Untuk memastikan terlaksananya lumbung padi sejumlah reforma Agraria harus dilakukan dengan cermat dan tepat sasaran. Merupakan kewajiban setiap rezim yang berkuasa di Indonesia memiliki komitmen yang jelas dan tegas pemanfaatan Anggaran Negara untuk sebesar-besarnya kemakmuran rakyat melalui ketahanan pangan termasuk memaknai food estate secara hakiki menjadi lumbung pangan di berbagai daerah. Tidak seperti nyinyiran banyak orang selama ini tentang food estate gagal yang menyebut, “tanam singkong, panen jagung” hanyalah labirin yang ruwet atau fatamorgana yang kosong dan menipu. Tetapi, food estate yang memahami ketahanan pangan yang berkembang dan maju.

## Daftar Data
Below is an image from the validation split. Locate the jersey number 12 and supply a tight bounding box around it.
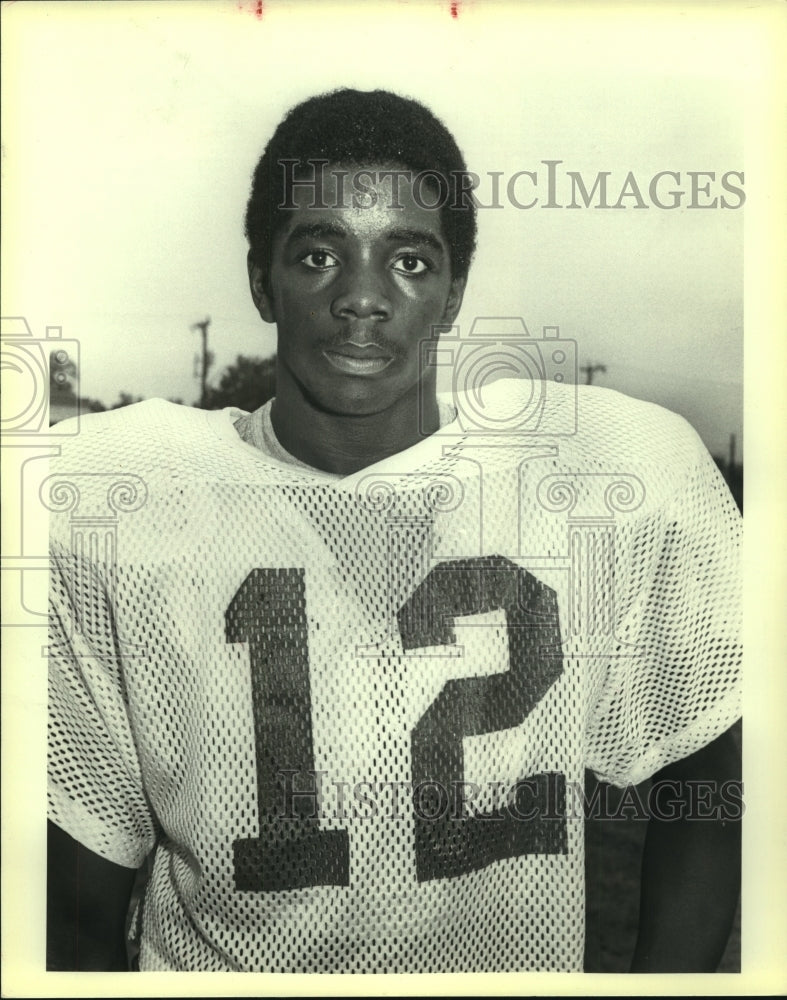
[225,556,567,892]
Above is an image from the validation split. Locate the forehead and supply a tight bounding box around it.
[277,164,445,244]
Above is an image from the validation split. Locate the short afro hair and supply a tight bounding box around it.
[245,89,476,286]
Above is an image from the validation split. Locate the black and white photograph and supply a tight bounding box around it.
[0,0,787,996]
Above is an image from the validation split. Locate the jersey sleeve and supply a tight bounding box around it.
[48,543,156,868]
[586,431,742,786]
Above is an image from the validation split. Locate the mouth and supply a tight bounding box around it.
[322,344,393,375]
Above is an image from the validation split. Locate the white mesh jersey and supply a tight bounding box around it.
[46,382,740,972]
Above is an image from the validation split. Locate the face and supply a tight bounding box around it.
[249,167,464,415]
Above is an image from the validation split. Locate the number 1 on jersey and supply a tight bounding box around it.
[225,569,350,892]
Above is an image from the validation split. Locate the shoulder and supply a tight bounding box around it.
[474,379,705,464]
[454,379,723,512]
[53,399,246,472]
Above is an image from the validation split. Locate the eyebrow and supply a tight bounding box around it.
[287,222,445,253]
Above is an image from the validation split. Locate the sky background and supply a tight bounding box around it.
[3,0,748,457]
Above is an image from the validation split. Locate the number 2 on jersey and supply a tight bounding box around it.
[225,556,567,892]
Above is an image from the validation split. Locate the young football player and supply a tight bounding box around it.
[46,90,740,972]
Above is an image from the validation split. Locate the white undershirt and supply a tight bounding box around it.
[235,399,456,480]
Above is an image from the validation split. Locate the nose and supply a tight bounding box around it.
[331,263,392,320]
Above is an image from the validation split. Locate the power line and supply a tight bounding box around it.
[191,316,210,406]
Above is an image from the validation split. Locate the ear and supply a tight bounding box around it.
[246,251,276,323]
[443,278,467,326]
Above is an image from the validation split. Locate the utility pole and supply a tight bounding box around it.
[191,316,210,406]
[579,364,607,385]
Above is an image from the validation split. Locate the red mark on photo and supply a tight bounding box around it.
[238,0,263,21]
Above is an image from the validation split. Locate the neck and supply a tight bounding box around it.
[271,373,440,476]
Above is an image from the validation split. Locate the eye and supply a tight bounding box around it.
[301,250,339,271]
[393,253,430,274]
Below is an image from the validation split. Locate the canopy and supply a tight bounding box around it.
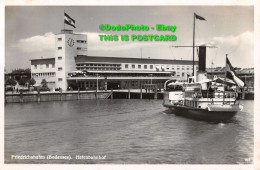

## Tugas Latihan
1 – Laporkan berapa baris data yang memuat kata "number". Tuliskan angkanya saja.
2 – Teruskan teks tentang food estate dan ketahanan pangan, mulai setelah kalimat terakhirnya.

## Jawaban Latihan
1 – 3

2 –
Pembangunan desa agraris yang menyentuh masyarakat petani bahwa lumbung padi untuk kemakmuran bersama. Menjadi cakrawala baru sehingga hasilnya mendorong ekonomi petaninya memberikan perubahan fundamental dalam mengatasi kemiskinan perdesaan.

Bilamana mentalitas kepetanian yang sejati tidak segera dibangkitkan, maka lumbung-lumbung padi di seantero negeri bakal roboh dan ketahanan pangan kita akan semakin bergantung pada beras impor dari luar negeri. (Tamat)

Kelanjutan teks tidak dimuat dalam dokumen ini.